▶ _Job_
Your task is to retype each line of the data below exactly.
[Start Extracted data]
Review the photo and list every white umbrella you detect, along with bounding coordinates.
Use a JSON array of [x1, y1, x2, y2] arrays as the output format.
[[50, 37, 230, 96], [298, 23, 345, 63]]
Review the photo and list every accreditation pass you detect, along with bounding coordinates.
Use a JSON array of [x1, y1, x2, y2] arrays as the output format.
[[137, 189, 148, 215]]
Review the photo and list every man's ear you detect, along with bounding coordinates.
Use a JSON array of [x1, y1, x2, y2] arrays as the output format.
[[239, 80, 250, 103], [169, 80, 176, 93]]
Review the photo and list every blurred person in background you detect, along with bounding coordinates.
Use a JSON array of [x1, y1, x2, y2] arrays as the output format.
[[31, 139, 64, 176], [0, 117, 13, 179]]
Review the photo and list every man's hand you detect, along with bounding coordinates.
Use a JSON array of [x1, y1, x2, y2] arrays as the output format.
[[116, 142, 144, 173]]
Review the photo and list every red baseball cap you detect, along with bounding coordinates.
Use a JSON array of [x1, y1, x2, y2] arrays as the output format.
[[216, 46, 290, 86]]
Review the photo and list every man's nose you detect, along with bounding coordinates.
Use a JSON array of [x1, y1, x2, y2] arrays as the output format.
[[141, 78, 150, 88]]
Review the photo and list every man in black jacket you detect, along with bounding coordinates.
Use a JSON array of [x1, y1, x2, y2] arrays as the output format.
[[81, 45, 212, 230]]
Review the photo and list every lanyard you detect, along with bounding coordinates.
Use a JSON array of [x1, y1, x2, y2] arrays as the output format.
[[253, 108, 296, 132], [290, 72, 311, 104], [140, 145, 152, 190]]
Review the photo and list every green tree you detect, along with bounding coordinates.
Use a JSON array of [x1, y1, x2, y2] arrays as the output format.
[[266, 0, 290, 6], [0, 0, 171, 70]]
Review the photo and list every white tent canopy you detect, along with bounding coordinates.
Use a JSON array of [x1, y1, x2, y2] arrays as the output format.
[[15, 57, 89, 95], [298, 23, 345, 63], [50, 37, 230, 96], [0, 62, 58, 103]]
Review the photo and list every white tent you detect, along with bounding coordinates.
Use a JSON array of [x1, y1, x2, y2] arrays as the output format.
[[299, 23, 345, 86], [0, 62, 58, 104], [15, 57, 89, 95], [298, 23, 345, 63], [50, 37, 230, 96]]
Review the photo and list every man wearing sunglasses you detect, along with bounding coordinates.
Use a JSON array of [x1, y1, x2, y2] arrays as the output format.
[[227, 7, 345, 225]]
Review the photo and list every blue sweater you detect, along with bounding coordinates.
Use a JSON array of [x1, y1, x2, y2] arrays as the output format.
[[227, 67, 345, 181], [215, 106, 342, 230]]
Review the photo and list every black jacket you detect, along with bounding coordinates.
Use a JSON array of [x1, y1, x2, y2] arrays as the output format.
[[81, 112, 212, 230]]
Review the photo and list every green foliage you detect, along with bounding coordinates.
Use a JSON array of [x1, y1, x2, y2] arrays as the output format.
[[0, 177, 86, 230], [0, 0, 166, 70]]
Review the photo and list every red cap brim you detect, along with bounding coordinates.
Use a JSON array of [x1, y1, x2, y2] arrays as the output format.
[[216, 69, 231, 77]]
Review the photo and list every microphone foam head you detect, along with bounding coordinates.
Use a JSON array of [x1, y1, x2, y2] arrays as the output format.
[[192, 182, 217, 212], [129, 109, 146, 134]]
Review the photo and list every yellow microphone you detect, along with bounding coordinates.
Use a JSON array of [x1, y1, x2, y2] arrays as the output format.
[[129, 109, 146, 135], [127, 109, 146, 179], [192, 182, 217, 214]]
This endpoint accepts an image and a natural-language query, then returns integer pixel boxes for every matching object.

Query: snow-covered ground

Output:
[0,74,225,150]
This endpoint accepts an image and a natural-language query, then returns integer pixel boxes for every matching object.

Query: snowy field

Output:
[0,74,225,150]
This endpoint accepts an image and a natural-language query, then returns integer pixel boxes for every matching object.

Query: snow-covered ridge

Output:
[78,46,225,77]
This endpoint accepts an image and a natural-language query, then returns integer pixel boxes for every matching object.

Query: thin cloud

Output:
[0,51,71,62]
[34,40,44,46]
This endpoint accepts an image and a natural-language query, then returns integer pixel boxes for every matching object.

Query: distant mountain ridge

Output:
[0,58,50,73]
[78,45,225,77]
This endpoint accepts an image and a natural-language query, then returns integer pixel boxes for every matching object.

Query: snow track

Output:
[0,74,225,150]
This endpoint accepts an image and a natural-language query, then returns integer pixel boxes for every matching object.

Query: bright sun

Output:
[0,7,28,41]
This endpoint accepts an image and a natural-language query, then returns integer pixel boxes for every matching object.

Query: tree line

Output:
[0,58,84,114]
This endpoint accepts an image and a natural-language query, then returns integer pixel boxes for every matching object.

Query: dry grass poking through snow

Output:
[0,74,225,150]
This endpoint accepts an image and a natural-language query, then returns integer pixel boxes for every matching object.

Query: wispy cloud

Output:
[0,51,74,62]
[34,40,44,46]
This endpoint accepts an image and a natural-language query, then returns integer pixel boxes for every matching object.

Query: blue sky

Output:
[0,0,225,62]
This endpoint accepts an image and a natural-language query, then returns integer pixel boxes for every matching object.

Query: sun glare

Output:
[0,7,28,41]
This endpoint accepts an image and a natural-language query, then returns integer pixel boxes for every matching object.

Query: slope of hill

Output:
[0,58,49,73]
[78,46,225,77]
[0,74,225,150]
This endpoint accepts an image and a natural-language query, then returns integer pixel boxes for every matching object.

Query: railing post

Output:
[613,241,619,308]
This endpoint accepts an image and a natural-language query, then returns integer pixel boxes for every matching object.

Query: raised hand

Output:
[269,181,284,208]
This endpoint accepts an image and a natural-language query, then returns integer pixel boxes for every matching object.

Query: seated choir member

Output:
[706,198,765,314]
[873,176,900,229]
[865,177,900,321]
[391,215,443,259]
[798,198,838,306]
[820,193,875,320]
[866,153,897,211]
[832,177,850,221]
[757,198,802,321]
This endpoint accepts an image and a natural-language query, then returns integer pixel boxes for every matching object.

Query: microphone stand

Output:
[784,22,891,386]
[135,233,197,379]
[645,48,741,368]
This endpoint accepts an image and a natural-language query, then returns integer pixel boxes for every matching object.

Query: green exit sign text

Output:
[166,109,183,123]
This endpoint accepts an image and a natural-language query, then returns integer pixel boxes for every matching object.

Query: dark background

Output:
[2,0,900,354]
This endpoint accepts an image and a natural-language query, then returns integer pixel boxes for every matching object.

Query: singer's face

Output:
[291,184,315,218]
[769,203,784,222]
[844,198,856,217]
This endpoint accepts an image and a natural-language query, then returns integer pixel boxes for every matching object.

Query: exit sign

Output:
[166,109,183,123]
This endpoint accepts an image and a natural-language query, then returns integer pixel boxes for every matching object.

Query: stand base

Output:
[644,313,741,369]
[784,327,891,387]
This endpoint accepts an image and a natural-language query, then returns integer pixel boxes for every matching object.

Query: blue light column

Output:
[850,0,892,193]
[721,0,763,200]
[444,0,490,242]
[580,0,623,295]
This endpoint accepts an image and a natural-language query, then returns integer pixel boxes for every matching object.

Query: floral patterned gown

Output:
[End Extracted data]
▶ _Result_
Review the photo and list every white umbrella you detect, along with bounding coordinates.
Use a JSON array of [x1, y1, x2, y2] arrays as the output format.
[[50, 37, 230, 96], [298, 23, 345, 63]]
Review the photo and list every accreditation pass you detect, along with bounding coordinates.
Use a JSON array of [x1, y1, x2, y2] arrays as the output format.
[[137, 189, 148, 215]]
Review the photo and list every man's ear you detect, along with bounding coordinates.
Use a JSON array of [x1, y1, x2, y2] arrays as the output format.
[[239, 80, 250, 103], [169, 80, 176, 93]]
Review the photo and list every blurred person in background you detect, along with bounding coordinates.
Use a JSON array of [x1, y1, x2, y2] arrays as the output format.
[[31, 139, 64, 176], [0, 117, 13, 179]]
Review the photo and list every man's hand you detect, along with bounding coordinates.
Use a JSON array of [x1, y1, x2, y2] arrays as the output format.
[[116, 142, 144, 173]]
Review the photo and list every red baseball cap you detect, along with bounding coordinates.
Use a JSON array of [x1, y1, x2, y2] arrays as the output format.
[[216, 46, 290, 86]]
Review the photo and list every man's nose you detect, along with bounding coordinates.
Use a JSON array of [x1, y1, x2, y2] arrays as the output format.
[[141, 78, 150, 88]]
Review the photo and list every man in black jacket you detect, along with bounding coordinates.
Use a JSON array of [x1, y1, x2, y2] arrays as the output format.
[[81, 45, 212, 230]]
Review the photo and list every lanyard you detect, along with bounding coordinates.
Use a JSON array of [x1, y1, x2, y2] arrays as the output format.
[[253, 108, 296, 132], [290, 72, 311, 104], [140, 145, 152, 190]]
Review the photo and list every green tree you detect, along with bounding coordinates.
Use a JSON array of [x1, y1, x2, y2] arrays as the output format.
[[266, 0, 290, 6], [0, 0, 171, 70]]
Review the photo and list every white tent canopy you detect, along with bounding coordinates.
Use a JSON array of [x1, y1, x2, y2] arrays as the output format.
[[15, 57, 89, 95], [298, 23, 345, 63], [50, 37, 230, 96], [0, 62, 58, 103]]
Review the photo and list every white tent you detect, along with bounding coordinates.
Use a JSON array of [x1, y1, x2, y2] arrays as the output format.
[[299, 23, 345, 86], [0, 62, 58, 104], [15, 57, 89, 95], [298, 23, 345, 63], [50, 37, 230, 96]]
Review the photo and list every man wearing sunglasses you detect, along with bounding coordinates.
Use a JSON array of [x1, y1, x2, y2] arrays as the output format.
[[227, 7, 345, 225]]
Review the photo and list every blue sweater you detect, along with bounding coordinates.
Use a JSON array of [x1, y1, x2, y2] arrays as the output format.
[[227, 67, 345, 181], [215, 106, 342, 230]]
Review the photo and list every black jacket you detect, along with bounding coordinates.
Use a JSON array of [x1, y1, x2, y2] arrays as the output format.
[[81, 112, 212, 230]]
Review the photo and list every green foliage you detect, along with bounding coordinates.
Use a JSON array of [x1, y1, x2, y2] arrays as the output format.
[[0, 177, 86, 230], [0, 0, 166, 70]]
Review the photo and list every red cap brim you detect, along with bounding coordinates.
Use a JSON array of [x1, y1, x2, y2] arrays as the output format.
[[216, 69, 231, 77]]
Review the photo and list every microphone foam head you detect, along with bounding coordinates.
Use a JSON array of [x1, y1, x2, y2] arrays as the output format.
[[192, 182, 217, 212], [129, 109, 146, 134]]
Review the photo and list every yellow microphone you detect, along with bounding coordinates.
Use a JSON array of [x1, y1, x2, y2] arrays as the output format.
[[129, 109, 146, 135], [127, 109, 146, 179], [192, 182, 217, 214]]
This endpoint accepts an image and a natural-language query, then returns integer pixel boxes for every matching object.

Query: snow-covered ground

Output:
[0,74,225,150]
This endpoint accepts an image and a natural-language query, then returns integer pixel boxes for every matching object.

Query: snowy field

Output:
[0,74,225,150]
This endpoint accepts an image and a natural-language query, then returns integer pixel boxes for every matching object.

Query: snow-covered ridge

Output:
[78,46,225,77]
This endpoint accepts an image and a natural-language query, then returns integer pixel boxes for every matching object.

Query: thin cloud

Output:
[0,51,71,62]
[34,40,44,46]
This endpoint accepts an image and a natural-language query, then returns integer pixel boxes for every matching object.

Query: distant mountain ridge

Output:
[0,58,50,73]
[78,45,225,77]
This endpoint accepts an image and a natural-language query, then returns integer pixel boxes for every matching object.

Query: snow track

Output:
[0,74,225,150]
This endpoint accepts an image and a natural-language query, then returns integer pixel boxes for every matching object.

Query: bright sun

Output:
[0,7,28,41]
This endpoint accepts an image and a natural-language query, then returns integer pixel boxes for every matching object.

Query: tree line

Output:
[0,58,84,114]
This endpoint accepts an image and a natural-language query, then returns integer pixel boxes for every matching object.

Query: dry grass poking through snow

Output:
[0,74,225,150]
This endpoint accepts an image and a natural-language query, then returns integer pixel boxes for every matching object.

Query: wispy cloud

Output:
[0,51,74,62]
[34,40,44,46]
This endpoint accepts an image and a natural-language query, then returns integer pixel boxes for every matching object.

Query: blue sky

Output:
[0,0,225,62]
This endpoint accepts an image and a natural-language query, then returns integer pixel boxes for every matching object.

Query: sun glare

Output:
[0,7,28,41]
This endpoint accepts an image and a natural-language query, then returns integer pixel boxes for every matching object.

Query: slope of hill

Output:
[0,58,49,73]
[78,46,225,77]
[0,74,225,150]
This endpoint accepts an image and a natural-language query, then returns integer pixel boxes for every matching object.

Query: railing post

Output:
[613,241,619,308]
This endpoint accepts an image and a natural-language query, then returns integer pixel boxes for every matching object.

Query: raised hand

Output:
[269,181,284,208]
This endpoint accepts an image and a natural-language query, then returns integer pixel boxes for every matching object.

Query: seated choir member

Output:
[706,198,765,314]
[873,176,900,229]
[865,177,900,321]
[391,215,443,259]
[798,198,838,306]
[820,193,875,320]
[866,153,897,211]
[832,177,850,221]
[757,198,802,321]
This endpoint accepts an image and a natural-language query, then returns integer pixel boxes for every matching object.

Query: microphone stand

Output:
[784,22,891,386]
[135,233,197,379]
[645,48,741,368]
This endpoint accepts an image and a natural-language query, then returns integer pixel boxes for every matching object.

Query: green exit sign text

Output:
[166,109,183,123]
This endpoint accepts an image and a natural-language query, then returns integer pixel boxes for every matching object.

Query: dark background

Output:
[2,0,900,354]
This endpoint accepts an image and a natural-language query, then returns integer pixel boxes for every matching object.

Query: singer's face

Output:
[291,184,315,218]
[769,203,784,222]
[844,198,856,217]
This endpoint accepts an image and a natural-language query, then returns integer pixel boxes for every matching object.

Query: exit sign

Output:
[166,109,183,123]
This endpoint accepts an image and a natural-language query, then returns integer pixel boxes for every matching object.

Query: stand base

Output:
[644,313,741,369]
[784,327,891,387]
This endpoint accepts an image and a natural-language query, then returns integer pixel boxes for every matching object.

Query: blue light column

Output:
[850,0,892,193]
[721,0,763,200]
[444,0,490,242]
[580,0,623,295]
This endpoint accepts an image and a natural-language query, then returns integer pixel boxes for every matching object.

Query: floral patterned gown

Output:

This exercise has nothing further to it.